**Task statement:**
From the items below, pull out the lines running from the line with "Where can you see the priest in" to the line with "column 636, row 834", including both of those lines. Reproduce them word for word.

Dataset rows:
▬▬▬▬▬▬
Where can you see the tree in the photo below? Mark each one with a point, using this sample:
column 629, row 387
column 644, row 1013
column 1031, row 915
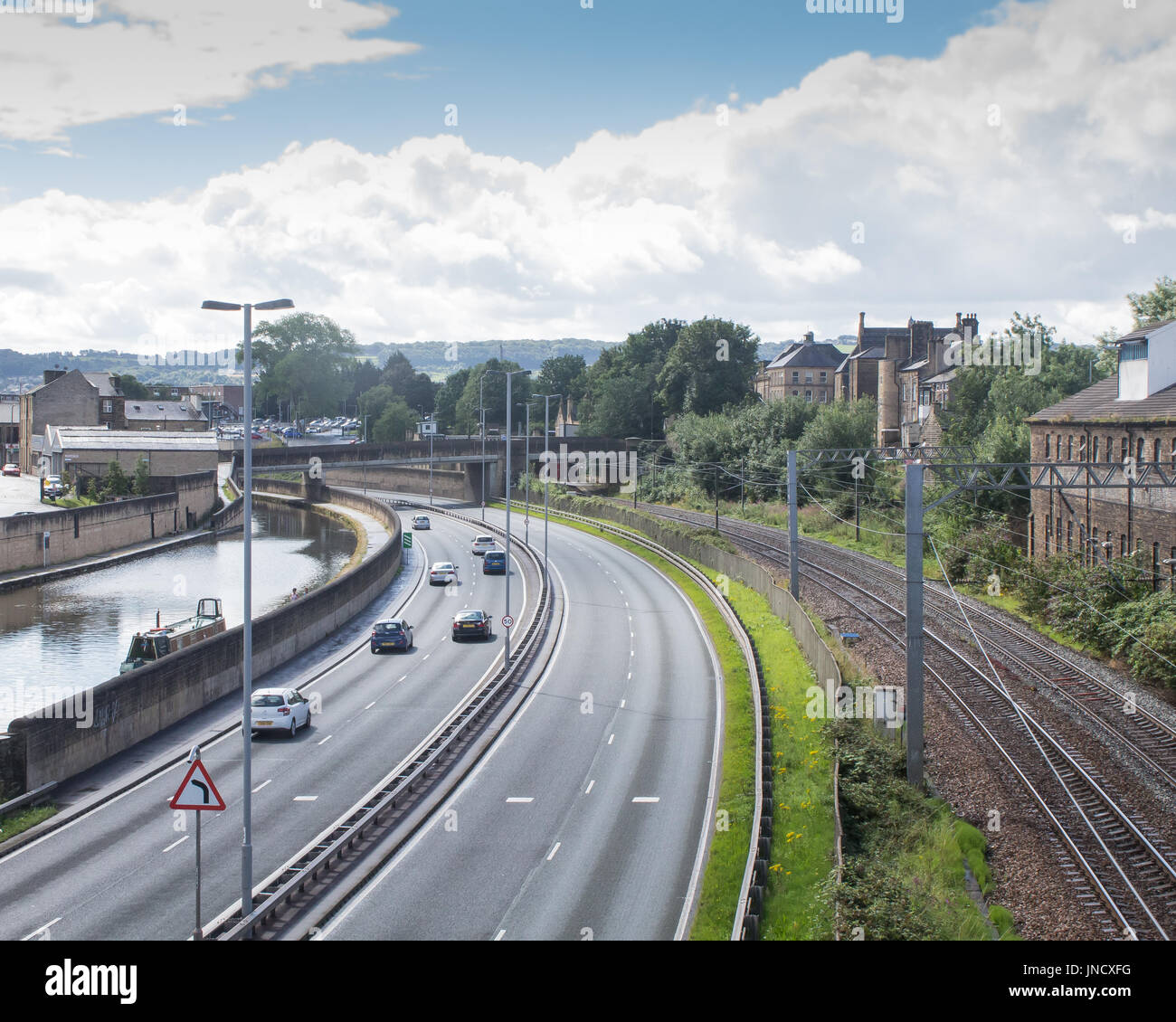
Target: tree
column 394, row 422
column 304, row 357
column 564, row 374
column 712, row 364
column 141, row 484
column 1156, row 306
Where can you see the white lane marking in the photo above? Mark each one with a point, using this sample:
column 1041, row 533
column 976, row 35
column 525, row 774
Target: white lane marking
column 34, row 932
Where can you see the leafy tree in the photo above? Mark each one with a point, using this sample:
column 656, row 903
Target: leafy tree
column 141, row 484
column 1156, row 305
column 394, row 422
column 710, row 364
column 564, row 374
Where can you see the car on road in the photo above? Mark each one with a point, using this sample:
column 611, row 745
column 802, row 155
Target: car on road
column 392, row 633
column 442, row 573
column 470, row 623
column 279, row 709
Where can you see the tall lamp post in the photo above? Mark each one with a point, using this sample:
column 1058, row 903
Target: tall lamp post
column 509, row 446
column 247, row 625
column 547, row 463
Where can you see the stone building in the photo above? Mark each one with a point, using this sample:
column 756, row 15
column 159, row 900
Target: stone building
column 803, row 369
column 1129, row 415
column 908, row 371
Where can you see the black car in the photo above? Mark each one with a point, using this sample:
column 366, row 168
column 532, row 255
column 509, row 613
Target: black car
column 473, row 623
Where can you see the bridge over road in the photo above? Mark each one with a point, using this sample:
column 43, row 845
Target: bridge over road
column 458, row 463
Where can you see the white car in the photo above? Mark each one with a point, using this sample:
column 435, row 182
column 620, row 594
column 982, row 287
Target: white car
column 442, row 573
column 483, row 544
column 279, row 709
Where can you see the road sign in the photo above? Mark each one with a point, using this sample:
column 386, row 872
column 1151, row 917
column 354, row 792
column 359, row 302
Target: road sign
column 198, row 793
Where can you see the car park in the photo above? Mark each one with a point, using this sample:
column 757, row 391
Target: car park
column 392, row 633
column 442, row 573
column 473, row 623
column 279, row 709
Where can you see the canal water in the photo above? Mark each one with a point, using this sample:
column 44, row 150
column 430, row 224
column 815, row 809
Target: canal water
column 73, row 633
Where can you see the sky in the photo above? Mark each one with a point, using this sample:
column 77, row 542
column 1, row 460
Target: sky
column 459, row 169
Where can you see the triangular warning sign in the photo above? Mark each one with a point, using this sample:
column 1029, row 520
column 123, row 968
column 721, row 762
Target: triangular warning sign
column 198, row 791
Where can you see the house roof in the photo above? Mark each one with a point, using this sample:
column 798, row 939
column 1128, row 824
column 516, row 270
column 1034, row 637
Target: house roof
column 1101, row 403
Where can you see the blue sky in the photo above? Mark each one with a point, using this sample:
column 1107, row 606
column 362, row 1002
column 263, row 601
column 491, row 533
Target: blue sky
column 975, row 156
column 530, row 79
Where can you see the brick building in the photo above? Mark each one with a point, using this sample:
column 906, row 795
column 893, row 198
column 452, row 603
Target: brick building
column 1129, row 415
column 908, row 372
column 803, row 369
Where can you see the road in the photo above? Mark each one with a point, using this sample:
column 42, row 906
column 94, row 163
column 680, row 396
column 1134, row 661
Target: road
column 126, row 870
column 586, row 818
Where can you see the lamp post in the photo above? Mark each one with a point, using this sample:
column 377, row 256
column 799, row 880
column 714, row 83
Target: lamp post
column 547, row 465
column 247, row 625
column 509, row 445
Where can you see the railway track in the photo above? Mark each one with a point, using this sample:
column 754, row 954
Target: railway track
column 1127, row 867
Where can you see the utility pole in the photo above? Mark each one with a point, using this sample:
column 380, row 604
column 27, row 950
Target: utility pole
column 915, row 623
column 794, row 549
▬▬▬▬▬▬
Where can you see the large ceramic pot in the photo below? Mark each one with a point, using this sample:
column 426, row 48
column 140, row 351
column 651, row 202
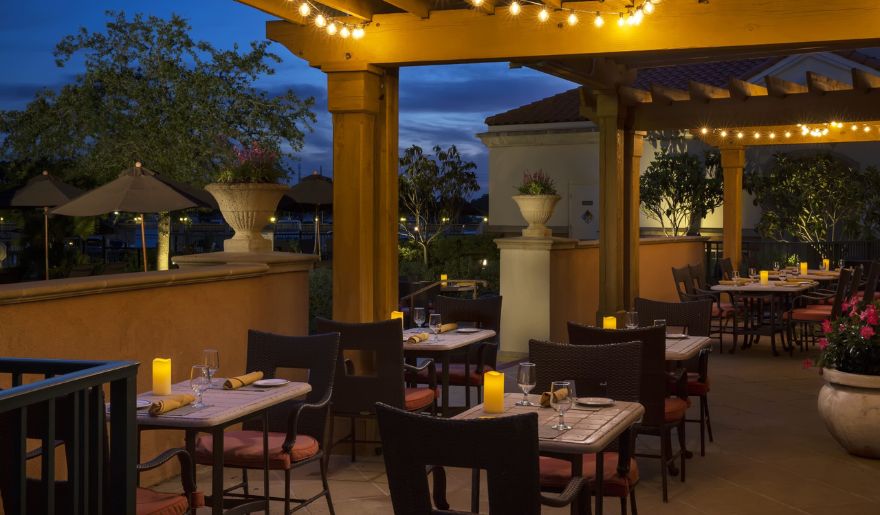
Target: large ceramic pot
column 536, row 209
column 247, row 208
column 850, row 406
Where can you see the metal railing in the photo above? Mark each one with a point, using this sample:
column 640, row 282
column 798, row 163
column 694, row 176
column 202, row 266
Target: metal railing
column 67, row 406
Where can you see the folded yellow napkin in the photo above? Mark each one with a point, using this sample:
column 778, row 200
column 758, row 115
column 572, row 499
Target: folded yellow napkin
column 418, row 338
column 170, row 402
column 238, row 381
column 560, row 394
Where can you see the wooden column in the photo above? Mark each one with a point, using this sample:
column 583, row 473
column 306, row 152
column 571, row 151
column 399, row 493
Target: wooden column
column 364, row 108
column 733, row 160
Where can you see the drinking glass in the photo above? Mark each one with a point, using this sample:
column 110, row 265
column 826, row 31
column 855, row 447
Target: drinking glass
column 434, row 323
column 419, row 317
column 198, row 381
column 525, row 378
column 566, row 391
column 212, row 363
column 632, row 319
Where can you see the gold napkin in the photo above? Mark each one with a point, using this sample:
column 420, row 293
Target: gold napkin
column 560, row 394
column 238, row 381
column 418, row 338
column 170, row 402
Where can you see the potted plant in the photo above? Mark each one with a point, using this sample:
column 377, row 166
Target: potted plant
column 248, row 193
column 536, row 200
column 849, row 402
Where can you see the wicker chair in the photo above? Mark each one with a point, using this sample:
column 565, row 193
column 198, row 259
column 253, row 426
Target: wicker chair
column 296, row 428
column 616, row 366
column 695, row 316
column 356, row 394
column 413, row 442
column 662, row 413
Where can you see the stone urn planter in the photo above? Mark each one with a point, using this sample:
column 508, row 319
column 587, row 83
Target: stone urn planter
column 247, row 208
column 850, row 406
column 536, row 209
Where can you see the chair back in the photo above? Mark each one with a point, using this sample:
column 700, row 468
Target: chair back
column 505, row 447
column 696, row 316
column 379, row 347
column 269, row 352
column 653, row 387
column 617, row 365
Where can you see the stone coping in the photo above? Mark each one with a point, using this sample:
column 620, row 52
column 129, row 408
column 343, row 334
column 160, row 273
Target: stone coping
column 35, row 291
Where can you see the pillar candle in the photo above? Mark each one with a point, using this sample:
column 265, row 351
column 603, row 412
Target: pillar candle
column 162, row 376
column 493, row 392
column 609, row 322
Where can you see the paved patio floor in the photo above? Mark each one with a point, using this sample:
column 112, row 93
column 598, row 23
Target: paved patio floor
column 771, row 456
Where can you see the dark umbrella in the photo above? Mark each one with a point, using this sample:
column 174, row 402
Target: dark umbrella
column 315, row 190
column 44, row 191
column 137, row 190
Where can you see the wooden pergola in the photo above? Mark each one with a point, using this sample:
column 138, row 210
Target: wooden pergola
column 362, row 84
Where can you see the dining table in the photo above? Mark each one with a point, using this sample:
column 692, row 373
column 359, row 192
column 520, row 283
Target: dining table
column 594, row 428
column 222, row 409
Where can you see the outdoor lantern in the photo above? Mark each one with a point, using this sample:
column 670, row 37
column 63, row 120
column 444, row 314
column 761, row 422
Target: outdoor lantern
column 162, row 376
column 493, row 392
▬▬▬▬▬▬
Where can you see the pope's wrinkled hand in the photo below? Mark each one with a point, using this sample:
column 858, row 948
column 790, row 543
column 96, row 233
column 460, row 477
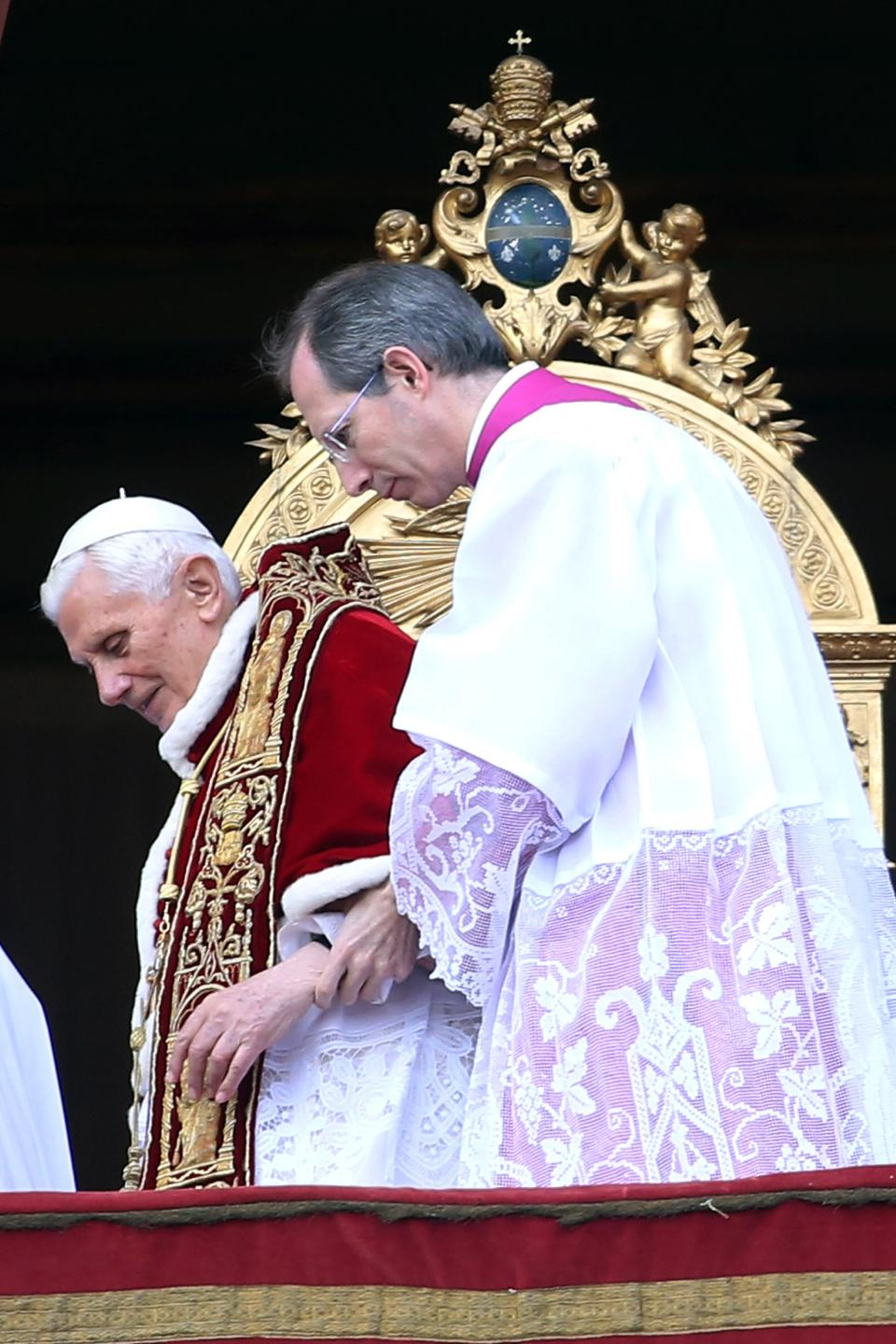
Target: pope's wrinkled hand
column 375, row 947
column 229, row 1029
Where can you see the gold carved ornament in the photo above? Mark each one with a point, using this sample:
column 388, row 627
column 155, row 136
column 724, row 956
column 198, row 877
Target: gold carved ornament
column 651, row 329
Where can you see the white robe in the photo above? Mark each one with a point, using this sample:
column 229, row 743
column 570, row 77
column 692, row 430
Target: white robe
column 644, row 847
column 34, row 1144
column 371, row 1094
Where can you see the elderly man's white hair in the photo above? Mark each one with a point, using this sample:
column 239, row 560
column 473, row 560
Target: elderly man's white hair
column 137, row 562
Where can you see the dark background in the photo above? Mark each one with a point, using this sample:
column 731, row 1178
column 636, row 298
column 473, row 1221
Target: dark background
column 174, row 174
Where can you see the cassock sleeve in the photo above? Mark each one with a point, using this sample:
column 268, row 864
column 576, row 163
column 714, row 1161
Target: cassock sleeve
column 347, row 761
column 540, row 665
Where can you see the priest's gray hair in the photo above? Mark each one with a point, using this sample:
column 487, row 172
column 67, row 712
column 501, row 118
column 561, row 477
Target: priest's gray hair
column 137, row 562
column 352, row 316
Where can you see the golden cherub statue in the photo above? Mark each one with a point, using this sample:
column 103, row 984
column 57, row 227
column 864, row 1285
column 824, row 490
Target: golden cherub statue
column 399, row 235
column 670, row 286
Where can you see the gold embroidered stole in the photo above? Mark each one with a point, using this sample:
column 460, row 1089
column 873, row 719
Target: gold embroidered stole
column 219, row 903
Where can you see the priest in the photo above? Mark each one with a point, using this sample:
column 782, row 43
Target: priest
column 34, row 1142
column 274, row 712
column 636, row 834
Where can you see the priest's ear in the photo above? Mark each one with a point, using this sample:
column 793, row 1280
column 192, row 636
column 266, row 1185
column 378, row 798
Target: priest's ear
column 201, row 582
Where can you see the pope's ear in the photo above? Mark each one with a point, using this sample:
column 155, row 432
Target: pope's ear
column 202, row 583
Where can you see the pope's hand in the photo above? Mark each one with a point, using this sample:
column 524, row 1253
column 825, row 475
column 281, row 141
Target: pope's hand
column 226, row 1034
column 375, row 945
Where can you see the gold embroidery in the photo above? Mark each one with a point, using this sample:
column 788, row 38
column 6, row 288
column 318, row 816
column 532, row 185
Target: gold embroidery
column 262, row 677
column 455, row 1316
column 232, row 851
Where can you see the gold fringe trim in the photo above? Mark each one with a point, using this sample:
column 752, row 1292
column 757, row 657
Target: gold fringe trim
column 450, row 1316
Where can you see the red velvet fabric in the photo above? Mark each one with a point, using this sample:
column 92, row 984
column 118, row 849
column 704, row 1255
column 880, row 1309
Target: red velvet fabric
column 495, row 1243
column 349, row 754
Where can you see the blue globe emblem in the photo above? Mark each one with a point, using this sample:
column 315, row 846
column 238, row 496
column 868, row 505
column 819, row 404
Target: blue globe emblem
▬▬▬▬▬▬
**Task answer:**
Where can you see the priest in the photo above? Mark each one with a point, using this sample:
column 782, row 43
Target: priest
column 34, row 1142
column 274, row 712
column 636, row 834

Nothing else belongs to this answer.